■ About this exercise:
Every record that follows should appear again in your answer, exactly the same.

■ Material shown:
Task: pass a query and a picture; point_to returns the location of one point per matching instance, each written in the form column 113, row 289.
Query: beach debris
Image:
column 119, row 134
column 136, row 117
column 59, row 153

■ Output of the task:
Task: pass a query and a picture; point_to returns the location of one point per matching instance, each written in the form column 113, row 289.
Query: beach debris
Image:
column 119, row 134
column 136, row 117
column 59, row 153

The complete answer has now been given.